## EXERCISE DETAILS
In the listing below, find the line containing "Target: green grass tuft" and the line containing "An instance of the bathtub". Repeat exactly those two lines and every line between them.

## RECORD SET
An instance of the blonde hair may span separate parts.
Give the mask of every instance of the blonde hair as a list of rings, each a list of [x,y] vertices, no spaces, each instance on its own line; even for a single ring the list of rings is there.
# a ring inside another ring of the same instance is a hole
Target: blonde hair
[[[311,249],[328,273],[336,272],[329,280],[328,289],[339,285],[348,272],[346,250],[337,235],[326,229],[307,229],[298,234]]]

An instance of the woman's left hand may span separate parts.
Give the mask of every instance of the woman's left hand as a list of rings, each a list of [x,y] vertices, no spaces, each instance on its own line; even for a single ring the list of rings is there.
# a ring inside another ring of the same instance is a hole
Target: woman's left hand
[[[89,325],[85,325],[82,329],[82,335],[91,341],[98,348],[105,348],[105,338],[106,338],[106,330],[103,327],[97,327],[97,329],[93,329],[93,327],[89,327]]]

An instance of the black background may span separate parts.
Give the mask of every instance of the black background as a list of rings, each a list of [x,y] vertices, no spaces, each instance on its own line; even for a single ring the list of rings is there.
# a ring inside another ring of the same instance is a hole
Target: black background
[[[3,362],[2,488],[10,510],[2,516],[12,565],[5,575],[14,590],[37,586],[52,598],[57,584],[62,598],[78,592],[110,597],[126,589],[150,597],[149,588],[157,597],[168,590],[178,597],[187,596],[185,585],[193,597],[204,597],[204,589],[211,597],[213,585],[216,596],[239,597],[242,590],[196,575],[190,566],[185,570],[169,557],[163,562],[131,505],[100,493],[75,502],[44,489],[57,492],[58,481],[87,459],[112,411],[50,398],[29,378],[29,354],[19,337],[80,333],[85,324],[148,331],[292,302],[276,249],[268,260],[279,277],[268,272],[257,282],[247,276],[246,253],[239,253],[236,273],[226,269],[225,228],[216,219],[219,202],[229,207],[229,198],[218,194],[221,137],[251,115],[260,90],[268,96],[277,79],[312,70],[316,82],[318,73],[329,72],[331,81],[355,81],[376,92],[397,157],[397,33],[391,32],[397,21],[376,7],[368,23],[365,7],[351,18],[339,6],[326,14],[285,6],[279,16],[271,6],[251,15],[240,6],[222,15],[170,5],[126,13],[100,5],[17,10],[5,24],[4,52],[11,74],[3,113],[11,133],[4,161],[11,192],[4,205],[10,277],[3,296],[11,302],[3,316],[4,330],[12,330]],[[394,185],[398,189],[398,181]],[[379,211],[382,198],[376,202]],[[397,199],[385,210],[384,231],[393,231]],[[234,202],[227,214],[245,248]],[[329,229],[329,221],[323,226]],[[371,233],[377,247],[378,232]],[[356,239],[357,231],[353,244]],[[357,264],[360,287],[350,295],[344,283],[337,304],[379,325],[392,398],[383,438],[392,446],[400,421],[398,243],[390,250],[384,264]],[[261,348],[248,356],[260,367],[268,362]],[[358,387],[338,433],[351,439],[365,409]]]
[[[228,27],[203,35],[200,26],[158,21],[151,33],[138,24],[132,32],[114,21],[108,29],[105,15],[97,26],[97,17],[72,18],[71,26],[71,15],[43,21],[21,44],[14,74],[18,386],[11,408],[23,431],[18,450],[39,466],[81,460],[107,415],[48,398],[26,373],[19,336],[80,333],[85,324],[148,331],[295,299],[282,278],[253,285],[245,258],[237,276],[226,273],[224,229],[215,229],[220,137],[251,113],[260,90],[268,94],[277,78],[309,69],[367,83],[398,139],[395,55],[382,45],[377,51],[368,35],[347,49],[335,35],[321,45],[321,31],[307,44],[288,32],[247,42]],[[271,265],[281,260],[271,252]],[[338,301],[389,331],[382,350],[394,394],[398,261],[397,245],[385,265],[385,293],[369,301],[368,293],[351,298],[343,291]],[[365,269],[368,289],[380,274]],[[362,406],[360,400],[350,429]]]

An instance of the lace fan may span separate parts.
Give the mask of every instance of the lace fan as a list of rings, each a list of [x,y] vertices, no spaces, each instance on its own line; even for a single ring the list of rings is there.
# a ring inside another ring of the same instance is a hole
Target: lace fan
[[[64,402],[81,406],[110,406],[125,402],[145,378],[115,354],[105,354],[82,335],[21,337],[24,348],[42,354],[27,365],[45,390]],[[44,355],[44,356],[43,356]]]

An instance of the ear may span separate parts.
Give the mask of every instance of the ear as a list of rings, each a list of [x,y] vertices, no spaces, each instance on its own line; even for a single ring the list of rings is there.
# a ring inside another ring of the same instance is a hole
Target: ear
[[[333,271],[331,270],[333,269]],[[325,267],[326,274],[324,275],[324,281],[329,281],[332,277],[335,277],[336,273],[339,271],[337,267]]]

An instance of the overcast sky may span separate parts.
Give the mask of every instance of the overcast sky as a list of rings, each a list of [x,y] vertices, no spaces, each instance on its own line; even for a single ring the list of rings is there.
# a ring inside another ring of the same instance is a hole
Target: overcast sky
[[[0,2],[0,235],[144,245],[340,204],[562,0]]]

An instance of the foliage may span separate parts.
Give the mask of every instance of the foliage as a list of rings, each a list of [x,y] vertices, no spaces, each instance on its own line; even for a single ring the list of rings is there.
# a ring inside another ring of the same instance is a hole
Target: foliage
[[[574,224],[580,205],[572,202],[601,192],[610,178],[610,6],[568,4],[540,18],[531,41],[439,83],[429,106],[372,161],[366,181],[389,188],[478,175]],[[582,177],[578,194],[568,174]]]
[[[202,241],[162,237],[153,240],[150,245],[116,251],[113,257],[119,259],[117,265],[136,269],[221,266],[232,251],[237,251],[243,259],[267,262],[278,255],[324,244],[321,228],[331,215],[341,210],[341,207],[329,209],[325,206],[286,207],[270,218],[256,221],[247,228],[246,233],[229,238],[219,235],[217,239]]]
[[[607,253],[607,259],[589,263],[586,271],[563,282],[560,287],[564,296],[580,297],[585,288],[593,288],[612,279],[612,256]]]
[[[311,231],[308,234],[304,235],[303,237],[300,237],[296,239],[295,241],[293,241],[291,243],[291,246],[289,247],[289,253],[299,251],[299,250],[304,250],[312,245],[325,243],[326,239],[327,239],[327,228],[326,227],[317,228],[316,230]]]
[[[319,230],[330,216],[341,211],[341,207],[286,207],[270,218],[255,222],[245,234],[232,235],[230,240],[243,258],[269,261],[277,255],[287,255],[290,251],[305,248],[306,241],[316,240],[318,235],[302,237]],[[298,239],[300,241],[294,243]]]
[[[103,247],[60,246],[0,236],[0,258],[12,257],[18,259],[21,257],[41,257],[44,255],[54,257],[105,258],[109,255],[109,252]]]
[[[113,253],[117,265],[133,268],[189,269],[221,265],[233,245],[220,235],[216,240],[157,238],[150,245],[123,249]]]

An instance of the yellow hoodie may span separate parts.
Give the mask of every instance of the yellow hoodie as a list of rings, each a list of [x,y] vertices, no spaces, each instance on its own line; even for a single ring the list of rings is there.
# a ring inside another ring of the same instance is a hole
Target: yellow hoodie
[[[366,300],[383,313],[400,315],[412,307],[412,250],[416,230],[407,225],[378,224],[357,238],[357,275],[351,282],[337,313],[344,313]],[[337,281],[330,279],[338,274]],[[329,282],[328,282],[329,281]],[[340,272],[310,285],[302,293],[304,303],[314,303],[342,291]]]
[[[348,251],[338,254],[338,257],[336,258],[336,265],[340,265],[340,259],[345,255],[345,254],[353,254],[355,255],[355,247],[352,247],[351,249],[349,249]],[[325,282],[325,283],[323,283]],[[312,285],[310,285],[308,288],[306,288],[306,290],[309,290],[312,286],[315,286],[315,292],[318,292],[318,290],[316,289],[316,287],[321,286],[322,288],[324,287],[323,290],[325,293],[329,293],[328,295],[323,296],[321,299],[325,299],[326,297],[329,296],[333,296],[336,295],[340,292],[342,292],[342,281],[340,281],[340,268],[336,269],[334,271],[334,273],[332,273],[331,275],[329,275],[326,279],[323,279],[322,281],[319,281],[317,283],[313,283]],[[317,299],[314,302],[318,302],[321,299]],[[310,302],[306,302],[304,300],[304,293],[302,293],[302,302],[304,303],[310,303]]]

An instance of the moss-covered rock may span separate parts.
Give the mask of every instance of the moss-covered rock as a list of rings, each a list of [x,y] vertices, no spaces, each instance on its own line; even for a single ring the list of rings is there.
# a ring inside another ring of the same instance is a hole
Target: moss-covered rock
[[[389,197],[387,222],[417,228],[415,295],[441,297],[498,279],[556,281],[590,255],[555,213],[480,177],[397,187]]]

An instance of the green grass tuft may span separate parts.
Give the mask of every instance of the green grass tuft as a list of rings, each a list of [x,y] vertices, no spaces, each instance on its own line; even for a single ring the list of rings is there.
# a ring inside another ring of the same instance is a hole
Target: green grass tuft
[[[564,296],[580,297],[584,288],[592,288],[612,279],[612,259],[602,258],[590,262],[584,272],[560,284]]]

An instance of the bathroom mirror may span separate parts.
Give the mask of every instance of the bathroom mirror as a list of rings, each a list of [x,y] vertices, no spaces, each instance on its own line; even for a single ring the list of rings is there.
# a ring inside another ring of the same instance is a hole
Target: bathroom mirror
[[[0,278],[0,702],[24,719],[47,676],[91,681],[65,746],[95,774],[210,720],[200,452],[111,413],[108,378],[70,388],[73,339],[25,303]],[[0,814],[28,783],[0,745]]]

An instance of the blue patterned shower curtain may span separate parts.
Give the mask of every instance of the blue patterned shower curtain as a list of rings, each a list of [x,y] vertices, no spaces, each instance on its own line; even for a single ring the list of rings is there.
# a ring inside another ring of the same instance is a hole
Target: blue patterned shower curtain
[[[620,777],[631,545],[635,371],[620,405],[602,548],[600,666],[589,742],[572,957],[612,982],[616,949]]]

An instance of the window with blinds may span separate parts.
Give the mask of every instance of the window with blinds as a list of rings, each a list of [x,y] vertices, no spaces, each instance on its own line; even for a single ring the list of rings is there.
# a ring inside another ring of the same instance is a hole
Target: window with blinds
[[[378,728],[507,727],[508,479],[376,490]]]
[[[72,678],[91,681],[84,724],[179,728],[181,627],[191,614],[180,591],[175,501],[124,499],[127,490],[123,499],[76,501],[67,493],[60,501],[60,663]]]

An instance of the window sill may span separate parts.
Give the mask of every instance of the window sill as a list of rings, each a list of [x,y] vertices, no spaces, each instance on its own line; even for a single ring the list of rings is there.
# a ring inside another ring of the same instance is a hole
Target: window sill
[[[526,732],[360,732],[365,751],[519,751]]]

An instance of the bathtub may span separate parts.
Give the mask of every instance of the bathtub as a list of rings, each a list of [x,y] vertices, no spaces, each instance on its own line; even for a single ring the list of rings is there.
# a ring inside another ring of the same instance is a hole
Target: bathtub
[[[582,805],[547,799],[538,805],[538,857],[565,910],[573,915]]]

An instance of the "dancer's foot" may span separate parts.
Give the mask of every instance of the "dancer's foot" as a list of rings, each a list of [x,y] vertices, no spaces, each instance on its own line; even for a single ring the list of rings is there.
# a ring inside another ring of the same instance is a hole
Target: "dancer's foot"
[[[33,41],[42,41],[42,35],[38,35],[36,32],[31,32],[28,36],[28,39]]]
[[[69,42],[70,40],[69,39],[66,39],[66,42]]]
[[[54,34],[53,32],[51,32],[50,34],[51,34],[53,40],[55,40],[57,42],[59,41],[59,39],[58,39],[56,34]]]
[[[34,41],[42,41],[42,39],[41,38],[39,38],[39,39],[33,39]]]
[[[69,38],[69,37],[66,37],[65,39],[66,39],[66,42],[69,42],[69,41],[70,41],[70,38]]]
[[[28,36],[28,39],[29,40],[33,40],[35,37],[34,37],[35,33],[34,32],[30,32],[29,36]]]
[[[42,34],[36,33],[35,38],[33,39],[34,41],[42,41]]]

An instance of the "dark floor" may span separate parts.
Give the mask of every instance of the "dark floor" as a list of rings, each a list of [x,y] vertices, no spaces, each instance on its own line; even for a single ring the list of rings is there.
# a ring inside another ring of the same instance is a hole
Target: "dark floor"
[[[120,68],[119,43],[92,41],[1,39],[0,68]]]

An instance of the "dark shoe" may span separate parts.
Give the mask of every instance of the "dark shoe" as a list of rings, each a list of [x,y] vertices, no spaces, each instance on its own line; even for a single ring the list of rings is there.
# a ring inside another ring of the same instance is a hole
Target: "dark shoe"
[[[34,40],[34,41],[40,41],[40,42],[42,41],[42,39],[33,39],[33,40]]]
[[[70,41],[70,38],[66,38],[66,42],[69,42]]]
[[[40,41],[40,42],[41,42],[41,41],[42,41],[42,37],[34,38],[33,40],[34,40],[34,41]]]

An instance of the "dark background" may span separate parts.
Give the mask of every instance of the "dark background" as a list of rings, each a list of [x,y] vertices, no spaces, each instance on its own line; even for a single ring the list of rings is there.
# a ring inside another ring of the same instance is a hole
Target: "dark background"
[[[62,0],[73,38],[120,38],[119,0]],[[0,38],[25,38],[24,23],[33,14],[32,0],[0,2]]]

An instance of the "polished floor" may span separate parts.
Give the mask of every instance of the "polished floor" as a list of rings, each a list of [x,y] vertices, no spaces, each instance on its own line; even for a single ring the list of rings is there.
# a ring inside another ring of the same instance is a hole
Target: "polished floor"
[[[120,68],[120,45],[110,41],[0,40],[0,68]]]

## RESPONSE TO THIS TASK
Target: green grass tuft
[[[564,296],[580,297],[584,288],[592,288],[612,279],[612,259],[602,258],[590,262],[584,272],[560,284]]]

An instance of the bathroom mirror may span separate parts.
Give the mask of every instance of the bathroom mirror as a list of rings, each a list of [x,y] vertices, no spaces, each instance on its own line; even for a single ring the list of rings is there.
# a ring inside another ring of the same instance is a hole
Target: bathroom mirror
[[[0,278],[0,702],[24,719],[47,676],[91,681],[65,746],[95,774],[210,720],[200,452],[111,413],[108,378],[70,388],[73,339],[25,303]],[[0,814],[28,783],[0,745]]]

An instance of the blue patterned shower curtain may span separate parts.
Give the mask of every instance of the blue patterned shower curtain as a list of rings, each a list of [x,y] vertices, no spaces, each instance on its own line; even for a single ring the list of rings is there.
# a ring inside another ring of the same instance is a hole
Target: blue patterned shower curtain
[[[620,777],[631,545],[635,371],[620,405],[602,548],[600,666],[589,742],[572,957],[612,982],[616,949]]]

An instance of the window with blinds may span separate parts.
Give the mask of every instance of the window with blinds as a list of rings, each a list of [x,y] vertices, no spaces, each instance on its own line; even for a single ring the list of rings is there.
# a ring inside another ring of the same instance is a hole
Target: window with blinds
[[[378,728],[507,727],[508,479],[376,490]]]
[[[72,678],[91,681],[84,724],[179,728],[181,627],[191,614],[180,591],[175,501],[124,499],[127,490],[123,499],[76,501],[67,493],[60,501],[60,663]]]

An instance of the window sill may span separate parts.
Give the mask of every instance of the window sill as a list of rings, each a list of [x,y] vertices, no spaces, each instance on its own line; even for a single ring the list of rings is there.
# a ring inside another ring of the same instance is a hole
Target: window sill
[[[526,732],[360,732],[365,751],[519,751]]]

An instance of the bathtub may span separate parts.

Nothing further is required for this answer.